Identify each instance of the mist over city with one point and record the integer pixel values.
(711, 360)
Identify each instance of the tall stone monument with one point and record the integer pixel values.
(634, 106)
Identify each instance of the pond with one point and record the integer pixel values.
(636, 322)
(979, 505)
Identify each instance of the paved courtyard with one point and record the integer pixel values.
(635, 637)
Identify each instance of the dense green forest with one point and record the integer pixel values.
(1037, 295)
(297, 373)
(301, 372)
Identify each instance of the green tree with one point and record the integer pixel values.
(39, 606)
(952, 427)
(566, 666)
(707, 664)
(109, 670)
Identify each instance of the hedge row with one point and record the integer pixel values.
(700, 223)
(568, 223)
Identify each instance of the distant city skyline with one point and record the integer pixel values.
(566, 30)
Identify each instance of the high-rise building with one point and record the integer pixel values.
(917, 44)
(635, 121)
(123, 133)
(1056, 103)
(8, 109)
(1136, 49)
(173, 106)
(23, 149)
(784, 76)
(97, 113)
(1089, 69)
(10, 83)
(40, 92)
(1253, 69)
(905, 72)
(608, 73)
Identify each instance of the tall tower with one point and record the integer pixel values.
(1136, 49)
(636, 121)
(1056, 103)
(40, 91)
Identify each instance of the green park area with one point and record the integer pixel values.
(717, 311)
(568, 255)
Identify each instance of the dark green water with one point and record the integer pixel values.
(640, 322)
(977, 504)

◆ ◆ ◆

**Problem details:** Please give back all of the records exactly as written.

**Finished task:**
Identify each instance of the mist over city with one point and record the integer pixel values.
(711, 360)
Identify each instance of the tall stone monument with one point and record the integer pixel values.
(634, 106)
Identify each instance of the pond with one point and record the integer pixel values.
(636, 322)
(979, 505)
Identify each instance of the paved courtyard with one point and record the integer pixel values.
(635, 637)
Identify each instance of the dense green forest with one point and record the integer pixel values.
(1037, 295)
(297, 373)
(301, 372)
Identify each instance of the green tree with one point and record the integer pixel values.
(39, 606)
(952, 427)
(566, 666)
(707, 664)
(109, 670)
Identify each instance of the hedge row with one point and record the integer pixel values.
(700, 223)
(568, 223)
Identify each instance of the distant city skyline with one point and record the integer pixel values.
(566, 30)
Identify each instance of the high-rise building with one point and record the integer pixel values.
(917, 44)
(635, 121)
(123, 133)
(1056, 103)
(8, 109)
(1136, 49)
(173, 106)
(23, 149)
(784, 76)
(97, 113)
(1089, 69)
(10, 83)
(40, 92)
(1253, 69)
(905, 72)
(608, 73)
Identify each instance of the tall tower with one point and record the integer pixel values.
(1136, 49)
(636, 121)
(1056, 103)
(40, 91)
Identify each instance of the green park area with one point and record the integer pixel values.
(717, 311)
(568, 255)
Identify each instance of the dark green water with one point and record the integer pixel values.
(640, 322)
(977, 504)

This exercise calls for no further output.